### AIM OF THE EXERCISE
Pull out every line of the records that contains the string "rough". Case counts.

### DATA FOR THIS EXERCISE
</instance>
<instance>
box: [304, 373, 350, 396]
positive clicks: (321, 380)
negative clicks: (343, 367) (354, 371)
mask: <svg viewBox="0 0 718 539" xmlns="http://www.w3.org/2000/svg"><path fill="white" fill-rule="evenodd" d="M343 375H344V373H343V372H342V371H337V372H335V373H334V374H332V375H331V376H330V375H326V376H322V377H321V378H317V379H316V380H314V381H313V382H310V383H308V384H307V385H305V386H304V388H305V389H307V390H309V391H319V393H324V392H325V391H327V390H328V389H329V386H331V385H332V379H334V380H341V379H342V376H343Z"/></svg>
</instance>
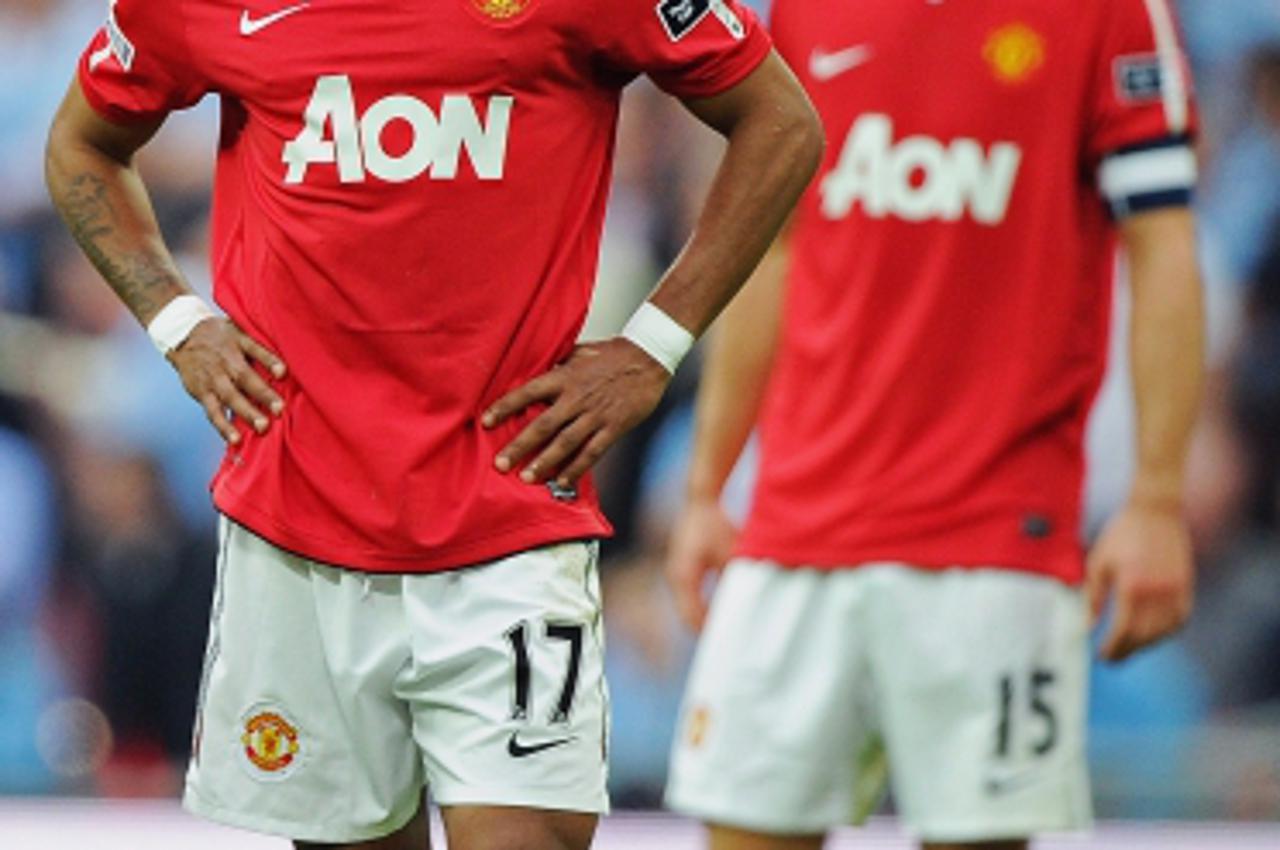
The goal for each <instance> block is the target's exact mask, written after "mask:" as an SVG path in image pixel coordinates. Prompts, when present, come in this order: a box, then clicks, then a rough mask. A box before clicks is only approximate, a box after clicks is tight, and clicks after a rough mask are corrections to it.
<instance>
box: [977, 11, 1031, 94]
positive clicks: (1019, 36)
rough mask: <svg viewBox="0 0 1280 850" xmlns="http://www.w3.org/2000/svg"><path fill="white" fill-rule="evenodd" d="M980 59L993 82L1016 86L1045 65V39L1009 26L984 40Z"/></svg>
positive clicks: (1029, 78)
mask: <svg viewBox="0 0 1280 850" xmlns="http://www.w3.org/2000/svg"><path fill="white" fill-rule="evenodd" d="M982 58H983V59H986V60H987V64H988V65H991V70H992V72H993V73H995V74H996V79H998V81H1000V82H1002V83H1007V84H1010V86H1015V84H1018V83H1023V82H1027V81H1028V79H1030V77H1032V76H1033V74H1034V73H1036V72H1037V70H1039V69H1041V68H1042V67H1043V65H1044V38H1043V36H1041V35H1039V33H1038V32H1036V31H1034V29H1032V28H1030V27H1028V26H1027V24H1024V23H1011V24H1009V26H1005V27H1000V28H998V29H996V31H995V32H992V33H991V35H989V36H988V37H987V44H986V45H983V47H982Z"/></svg>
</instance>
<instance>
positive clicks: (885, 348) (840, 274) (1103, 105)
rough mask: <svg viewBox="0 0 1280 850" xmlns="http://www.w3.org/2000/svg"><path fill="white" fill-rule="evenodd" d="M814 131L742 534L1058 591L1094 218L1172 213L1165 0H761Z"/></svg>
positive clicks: (1079, 441)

### ANSWER SPACE
The goal for each <instance> block is the target's exact mask, written after "mask:" as an SVG path in image pixel coordinates. Prompts, when present, come in this order: a box, then clicks, then a rough mask. A box before clicks is only approximate, a box after clicks is tight, and clicks after a rough mask are corrections to it.
rough mask: <svg viewBox="0 0 1280 850" xmlns="http://www.w3.org/2000/svg"><path fill="white" fill-rule="evenodd" d="M980 59L993 82L1016 86L1045 65V39L1009 26L984 40Z"/></svg>
rough mask: <svg viewBox="0 0 1280 850" xmlns="http://www.w3.org/2000/svg"><path fill="white" fill-rule="evenodd" d="M814 131L742 534L1058 591L1094 218L1172 213L1165 0H761Z"/></svg>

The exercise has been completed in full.